— Task —
The entries are to be written out again with no differences.

*** Working data ***

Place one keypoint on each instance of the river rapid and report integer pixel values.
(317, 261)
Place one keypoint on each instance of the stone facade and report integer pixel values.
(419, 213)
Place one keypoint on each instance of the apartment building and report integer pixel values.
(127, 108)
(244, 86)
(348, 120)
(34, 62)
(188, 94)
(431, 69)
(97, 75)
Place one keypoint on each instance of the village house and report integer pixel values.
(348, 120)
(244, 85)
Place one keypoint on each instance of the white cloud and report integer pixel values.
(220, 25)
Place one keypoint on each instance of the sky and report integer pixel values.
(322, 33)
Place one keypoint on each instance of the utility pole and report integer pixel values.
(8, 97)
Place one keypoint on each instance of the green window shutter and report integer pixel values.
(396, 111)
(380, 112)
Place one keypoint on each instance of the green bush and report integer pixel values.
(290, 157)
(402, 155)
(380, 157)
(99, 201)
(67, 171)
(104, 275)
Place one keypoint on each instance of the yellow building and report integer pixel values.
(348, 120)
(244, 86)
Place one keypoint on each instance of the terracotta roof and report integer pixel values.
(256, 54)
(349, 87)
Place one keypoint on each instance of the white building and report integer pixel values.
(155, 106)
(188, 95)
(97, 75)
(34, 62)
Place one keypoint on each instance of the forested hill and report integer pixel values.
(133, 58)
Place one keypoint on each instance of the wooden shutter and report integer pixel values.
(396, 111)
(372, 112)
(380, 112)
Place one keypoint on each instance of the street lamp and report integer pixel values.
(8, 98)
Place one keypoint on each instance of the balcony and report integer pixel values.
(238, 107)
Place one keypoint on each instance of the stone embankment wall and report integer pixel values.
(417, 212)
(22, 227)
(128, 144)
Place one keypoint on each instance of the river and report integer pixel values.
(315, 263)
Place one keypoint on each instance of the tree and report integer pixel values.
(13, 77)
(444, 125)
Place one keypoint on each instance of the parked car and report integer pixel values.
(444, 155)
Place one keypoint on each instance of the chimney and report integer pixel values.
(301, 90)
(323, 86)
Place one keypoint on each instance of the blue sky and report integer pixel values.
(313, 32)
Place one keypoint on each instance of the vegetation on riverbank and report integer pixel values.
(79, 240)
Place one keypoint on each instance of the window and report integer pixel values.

*** End of Working data ***

— Result of this task —
Place one keypoint on each instance of the river rapid and report integer pixel values.
(317, 261)
Place one keypoint on each instance of the stone facade and report integer pixel values.
(419, 213)
Place one keypoint on each instance of the apartment building and report integer pixel values.
(127, 108)
(244, 86)
(348, 120)
(34, 62)
(188, 94)
(431, 69)
(97, 75)
Place one keypoint on each instance of the village house and report integer pixel values.
(348, 120)
(244, 85)
Place one keypoint on each instance of the white cloud and report integer pixel values.
(220, 25)
Place one keypoint on each instance of the sky and report integer pixel values.
(322, 33)
Place one keypoint on each instance of the utility pole and report integer pixel values.
(8, 97)
Place one keypoint on each instance of the green window shutter and report integer pixel values.
(396, 111)
(380, 112)
Place one keypoint on each instance of the green bush and report integer pixel values.
(290, 157)
(402, 155)
(380, 157)
(99, 201)
(67, 171)
(104, 275)
Place one keypoint on each instance of the yellow building and report integer pixel values.
(348, 120)
(244, 86)
Place one keypoint on each instance of the terracotta roof and report integer pixel values.
(256, 54)
(349, 87)
Place one keypoint on each instance of the white building and report integer pixel values.
(155, 106)
(188, 95)
(97, 75)
(34, 62)
Place one keypoint on each instance of the forested hill and report integer pixel values.
(133, 58)
Place one keypoint on each instance of the wooden shutter and report integer pixel values.
(396, 111)
(372, 112)
(380, 112)
Place one keypoint on each instance of the street lamp and report integer pixel values.
(8, 98)
Place one keypoint on each instance of the balcony and report integer pixel values.
(238, 107)
Place one keypoint on each instance of the stone embankment wall and report integer pixel values.
(417, 212)
(22, 227)
(128, 144)
Place one keypoint on each instance of the river and report integer pixel values.
(315, 263)
Place one keypoint on each instance of the tree and report integer pixel values.
(13, 77)
(444, 125)
Place one keypoint on each instance of the parked car and report integer pixel values.
(444, 155)
Place one keypoint on each instance of the chimney and report integer pixel values.
(301, 90)
(323, 86)
Place one keypoint on each instance of the blue sky and report integer pixel values.
(313, 32)
Place one keypoint on each instance of the vegetation on riverbank and report integer pixel values.
(79, 240)
Place one keypoint on each instance of the window and report integer pixel values.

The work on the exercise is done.